| Assignment |
Word for word, repeat the lines of the records from the one containing "Can you find the grass field?" through the last line, both included.

###

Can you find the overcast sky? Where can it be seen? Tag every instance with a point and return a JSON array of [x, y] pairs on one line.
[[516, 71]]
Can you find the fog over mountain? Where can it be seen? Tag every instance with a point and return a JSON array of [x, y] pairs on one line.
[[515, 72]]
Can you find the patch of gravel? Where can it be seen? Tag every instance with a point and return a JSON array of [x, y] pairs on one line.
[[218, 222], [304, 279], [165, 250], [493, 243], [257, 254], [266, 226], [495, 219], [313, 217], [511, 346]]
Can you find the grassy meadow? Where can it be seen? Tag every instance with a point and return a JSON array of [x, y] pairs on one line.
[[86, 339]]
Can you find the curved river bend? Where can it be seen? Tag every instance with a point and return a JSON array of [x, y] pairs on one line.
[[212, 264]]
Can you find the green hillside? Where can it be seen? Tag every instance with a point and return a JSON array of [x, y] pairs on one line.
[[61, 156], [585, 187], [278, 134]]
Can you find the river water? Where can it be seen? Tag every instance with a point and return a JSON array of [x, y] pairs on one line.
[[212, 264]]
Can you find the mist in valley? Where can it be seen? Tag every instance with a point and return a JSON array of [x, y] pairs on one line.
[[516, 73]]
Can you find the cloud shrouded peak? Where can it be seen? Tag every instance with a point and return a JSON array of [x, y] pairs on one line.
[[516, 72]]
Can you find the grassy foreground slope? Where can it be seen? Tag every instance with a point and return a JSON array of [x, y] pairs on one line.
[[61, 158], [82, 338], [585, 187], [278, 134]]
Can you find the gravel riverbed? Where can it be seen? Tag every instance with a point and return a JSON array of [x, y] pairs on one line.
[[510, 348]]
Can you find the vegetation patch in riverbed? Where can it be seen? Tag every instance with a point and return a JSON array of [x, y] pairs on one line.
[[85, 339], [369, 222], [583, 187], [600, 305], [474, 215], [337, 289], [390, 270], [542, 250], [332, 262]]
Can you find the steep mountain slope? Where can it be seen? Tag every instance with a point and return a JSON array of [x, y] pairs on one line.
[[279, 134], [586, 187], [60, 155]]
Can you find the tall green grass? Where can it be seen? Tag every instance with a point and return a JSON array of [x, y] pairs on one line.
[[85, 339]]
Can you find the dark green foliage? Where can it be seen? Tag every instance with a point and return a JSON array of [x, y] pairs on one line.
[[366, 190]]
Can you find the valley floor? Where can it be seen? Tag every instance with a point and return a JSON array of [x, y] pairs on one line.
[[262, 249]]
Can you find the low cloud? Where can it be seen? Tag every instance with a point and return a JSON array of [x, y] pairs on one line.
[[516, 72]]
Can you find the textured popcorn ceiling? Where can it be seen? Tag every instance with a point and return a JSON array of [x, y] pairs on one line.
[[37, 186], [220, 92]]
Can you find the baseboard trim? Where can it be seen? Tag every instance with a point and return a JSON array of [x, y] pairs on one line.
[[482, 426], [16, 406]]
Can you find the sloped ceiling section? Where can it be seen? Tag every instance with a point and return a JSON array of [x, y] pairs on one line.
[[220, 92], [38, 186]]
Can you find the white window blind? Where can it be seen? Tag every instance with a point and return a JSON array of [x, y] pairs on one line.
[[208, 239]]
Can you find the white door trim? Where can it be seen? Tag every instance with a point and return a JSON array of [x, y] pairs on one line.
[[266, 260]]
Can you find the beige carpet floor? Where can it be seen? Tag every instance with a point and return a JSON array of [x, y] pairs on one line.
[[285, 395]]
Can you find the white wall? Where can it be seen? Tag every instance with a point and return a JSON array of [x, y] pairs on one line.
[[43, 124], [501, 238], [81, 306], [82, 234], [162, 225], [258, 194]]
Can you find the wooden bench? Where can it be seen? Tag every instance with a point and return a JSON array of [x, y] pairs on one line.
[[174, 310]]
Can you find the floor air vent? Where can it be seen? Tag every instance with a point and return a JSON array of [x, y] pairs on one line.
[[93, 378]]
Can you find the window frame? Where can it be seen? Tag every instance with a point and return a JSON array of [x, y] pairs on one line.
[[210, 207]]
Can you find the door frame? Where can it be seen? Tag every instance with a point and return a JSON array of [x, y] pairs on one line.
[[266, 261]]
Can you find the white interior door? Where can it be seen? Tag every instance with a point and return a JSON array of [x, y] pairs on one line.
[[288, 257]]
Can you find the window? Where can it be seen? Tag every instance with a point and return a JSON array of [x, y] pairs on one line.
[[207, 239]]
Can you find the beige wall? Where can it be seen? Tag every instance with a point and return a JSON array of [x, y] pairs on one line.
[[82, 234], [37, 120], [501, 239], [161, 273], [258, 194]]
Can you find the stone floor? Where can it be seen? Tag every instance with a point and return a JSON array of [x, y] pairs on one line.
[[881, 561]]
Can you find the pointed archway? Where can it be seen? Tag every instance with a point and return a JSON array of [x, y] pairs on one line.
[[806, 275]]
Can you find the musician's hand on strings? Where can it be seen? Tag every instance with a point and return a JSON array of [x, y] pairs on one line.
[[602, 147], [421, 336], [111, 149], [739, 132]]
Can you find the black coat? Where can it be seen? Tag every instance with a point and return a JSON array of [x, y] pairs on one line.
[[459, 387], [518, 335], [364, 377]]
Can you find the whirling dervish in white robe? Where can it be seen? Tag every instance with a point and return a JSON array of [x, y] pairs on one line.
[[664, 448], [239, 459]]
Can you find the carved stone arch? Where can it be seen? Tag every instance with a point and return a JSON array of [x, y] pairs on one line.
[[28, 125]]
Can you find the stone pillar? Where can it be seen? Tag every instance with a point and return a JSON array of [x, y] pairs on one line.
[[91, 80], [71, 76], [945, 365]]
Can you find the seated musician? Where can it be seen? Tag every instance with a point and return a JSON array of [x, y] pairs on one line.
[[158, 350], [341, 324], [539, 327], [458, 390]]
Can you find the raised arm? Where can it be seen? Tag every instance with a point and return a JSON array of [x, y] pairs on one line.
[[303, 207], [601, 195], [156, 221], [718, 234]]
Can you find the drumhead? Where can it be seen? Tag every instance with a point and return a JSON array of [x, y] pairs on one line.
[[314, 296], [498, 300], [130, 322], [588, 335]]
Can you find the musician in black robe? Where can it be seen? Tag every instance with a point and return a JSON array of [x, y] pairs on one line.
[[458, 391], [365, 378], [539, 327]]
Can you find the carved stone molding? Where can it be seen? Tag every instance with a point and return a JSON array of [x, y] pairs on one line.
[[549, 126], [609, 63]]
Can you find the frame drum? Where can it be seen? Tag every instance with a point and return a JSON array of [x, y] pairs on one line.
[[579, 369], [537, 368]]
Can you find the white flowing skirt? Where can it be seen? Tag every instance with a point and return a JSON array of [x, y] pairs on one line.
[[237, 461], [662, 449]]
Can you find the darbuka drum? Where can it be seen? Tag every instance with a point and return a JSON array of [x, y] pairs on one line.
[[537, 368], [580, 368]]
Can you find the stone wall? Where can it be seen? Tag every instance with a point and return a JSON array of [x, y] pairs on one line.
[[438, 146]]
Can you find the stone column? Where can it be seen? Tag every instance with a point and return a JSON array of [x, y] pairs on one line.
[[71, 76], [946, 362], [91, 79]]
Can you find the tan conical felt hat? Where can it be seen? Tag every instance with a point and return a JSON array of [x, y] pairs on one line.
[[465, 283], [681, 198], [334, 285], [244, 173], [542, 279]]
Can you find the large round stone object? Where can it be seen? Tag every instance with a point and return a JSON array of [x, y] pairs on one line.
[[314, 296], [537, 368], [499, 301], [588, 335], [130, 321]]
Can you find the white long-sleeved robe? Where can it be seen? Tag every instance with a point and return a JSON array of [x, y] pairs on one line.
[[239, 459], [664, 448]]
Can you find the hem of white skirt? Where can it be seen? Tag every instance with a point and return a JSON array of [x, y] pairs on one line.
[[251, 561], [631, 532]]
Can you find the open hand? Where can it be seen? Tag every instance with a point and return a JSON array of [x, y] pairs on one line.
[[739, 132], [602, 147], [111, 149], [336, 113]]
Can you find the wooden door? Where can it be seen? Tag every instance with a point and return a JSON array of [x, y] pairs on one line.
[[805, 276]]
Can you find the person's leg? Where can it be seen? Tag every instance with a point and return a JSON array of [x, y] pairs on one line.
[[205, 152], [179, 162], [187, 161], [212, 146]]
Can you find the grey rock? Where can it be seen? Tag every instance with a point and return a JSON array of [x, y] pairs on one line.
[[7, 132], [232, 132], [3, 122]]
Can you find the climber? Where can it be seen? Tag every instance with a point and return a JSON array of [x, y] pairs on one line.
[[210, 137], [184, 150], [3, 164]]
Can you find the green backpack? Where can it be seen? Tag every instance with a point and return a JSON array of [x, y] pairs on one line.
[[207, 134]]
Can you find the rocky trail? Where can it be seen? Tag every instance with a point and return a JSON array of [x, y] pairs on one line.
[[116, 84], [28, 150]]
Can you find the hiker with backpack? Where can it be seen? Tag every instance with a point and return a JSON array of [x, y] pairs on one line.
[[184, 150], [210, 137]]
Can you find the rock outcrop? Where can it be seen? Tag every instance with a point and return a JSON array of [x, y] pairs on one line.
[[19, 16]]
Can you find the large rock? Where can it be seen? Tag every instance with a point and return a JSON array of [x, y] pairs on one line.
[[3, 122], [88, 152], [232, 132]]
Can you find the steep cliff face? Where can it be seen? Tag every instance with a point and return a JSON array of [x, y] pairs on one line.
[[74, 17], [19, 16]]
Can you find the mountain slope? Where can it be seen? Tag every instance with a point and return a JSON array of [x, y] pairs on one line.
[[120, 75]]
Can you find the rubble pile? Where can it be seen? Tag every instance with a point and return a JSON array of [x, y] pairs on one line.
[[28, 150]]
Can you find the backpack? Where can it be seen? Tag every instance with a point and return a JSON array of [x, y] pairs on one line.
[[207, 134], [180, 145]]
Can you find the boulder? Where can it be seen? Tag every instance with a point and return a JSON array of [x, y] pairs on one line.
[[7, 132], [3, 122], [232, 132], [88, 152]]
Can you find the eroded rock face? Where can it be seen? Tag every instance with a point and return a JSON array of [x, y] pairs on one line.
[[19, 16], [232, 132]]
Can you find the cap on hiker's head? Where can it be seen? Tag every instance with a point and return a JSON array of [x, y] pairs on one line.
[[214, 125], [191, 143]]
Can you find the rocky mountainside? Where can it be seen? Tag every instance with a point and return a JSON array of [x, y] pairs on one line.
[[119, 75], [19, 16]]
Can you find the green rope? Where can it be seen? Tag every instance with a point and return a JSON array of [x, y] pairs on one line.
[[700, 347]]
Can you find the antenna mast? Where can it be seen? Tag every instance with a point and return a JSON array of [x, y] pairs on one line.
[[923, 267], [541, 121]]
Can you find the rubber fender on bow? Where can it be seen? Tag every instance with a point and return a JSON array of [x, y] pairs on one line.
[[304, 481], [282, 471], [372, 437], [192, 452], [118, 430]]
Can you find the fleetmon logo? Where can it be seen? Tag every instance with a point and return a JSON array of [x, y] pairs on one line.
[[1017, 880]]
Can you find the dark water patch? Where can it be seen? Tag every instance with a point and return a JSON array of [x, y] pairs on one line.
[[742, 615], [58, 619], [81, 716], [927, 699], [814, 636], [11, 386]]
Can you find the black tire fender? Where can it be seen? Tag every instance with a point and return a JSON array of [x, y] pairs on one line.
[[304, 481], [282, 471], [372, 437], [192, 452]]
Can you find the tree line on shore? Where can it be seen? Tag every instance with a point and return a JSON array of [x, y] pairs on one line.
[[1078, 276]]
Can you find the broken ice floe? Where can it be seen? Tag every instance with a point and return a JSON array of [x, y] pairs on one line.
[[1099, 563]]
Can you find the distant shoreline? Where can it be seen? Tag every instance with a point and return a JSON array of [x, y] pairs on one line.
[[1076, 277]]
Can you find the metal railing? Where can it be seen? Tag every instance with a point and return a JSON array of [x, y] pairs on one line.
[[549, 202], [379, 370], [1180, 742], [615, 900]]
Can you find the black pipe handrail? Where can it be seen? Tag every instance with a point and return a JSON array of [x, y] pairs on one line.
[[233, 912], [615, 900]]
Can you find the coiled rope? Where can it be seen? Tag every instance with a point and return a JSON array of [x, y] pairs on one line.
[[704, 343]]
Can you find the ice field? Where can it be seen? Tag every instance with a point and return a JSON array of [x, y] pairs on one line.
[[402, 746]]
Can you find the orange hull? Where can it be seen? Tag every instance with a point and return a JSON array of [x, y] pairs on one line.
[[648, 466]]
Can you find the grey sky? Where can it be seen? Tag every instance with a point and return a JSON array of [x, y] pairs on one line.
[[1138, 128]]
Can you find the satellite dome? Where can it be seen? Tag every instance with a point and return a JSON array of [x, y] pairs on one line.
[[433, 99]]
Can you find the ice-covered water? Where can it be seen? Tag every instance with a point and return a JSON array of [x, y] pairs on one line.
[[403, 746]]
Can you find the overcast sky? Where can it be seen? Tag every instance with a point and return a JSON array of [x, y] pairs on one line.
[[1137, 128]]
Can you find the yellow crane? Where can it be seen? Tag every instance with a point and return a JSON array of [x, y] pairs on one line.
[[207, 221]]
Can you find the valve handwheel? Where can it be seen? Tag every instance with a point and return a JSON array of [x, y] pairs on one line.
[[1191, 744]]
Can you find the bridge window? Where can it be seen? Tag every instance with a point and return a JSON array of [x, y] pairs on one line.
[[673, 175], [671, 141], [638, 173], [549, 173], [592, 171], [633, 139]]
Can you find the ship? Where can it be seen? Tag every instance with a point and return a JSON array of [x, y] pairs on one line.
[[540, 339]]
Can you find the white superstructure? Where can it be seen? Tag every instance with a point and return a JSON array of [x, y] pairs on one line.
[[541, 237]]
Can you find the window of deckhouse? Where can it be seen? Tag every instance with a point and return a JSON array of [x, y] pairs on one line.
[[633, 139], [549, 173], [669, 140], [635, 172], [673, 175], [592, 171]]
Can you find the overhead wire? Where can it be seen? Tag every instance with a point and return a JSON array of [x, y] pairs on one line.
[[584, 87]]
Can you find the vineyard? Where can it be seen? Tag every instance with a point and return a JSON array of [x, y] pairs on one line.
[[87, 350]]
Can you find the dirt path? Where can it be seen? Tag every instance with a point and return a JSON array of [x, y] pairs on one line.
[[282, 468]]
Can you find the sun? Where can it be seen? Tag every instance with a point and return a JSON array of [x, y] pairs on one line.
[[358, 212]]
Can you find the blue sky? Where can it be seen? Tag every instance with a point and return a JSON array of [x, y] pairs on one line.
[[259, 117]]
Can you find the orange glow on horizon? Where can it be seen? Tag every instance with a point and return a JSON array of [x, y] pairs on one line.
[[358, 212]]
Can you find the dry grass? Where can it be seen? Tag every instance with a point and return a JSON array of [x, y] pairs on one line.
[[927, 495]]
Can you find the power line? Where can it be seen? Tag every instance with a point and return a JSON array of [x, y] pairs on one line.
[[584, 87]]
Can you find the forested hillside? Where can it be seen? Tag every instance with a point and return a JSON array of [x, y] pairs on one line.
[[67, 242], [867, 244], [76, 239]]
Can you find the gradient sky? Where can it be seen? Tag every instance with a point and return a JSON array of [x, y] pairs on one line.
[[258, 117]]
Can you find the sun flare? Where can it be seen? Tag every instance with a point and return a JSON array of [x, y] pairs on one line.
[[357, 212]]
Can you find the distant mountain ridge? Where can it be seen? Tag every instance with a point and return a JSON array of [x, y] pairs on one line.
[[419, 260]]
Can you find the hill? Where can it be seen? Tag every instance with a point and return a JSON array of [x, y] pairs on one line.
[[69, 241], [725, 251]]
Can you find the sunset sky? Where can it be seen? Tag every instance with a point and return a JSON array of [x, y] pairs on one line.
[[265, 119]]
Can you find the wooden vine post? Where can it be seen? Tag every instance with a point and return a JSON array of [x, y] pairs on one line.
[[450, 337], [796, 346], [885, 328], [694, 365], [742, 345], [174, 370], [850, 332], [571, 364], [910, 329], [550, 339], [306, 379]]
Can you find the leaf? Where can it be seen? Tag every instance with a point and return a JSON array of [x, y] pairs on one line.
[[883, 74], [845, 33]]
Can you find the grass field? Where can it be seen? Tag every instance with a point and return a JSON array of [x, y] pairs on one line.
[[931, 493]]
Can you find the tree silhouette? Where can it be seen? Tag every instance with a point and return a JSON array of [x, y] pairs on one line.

###

| Solution to this task |
Can you find the grass field? Where can it be seen? Tag every instance with a point and return a JSON array of [x, y] pairs on one line.
[[931, 493]]
Can you find the tree silhouette? Where can it be seen? Tag every instance with a point and return a JSON array of [x, y] pairs on one line.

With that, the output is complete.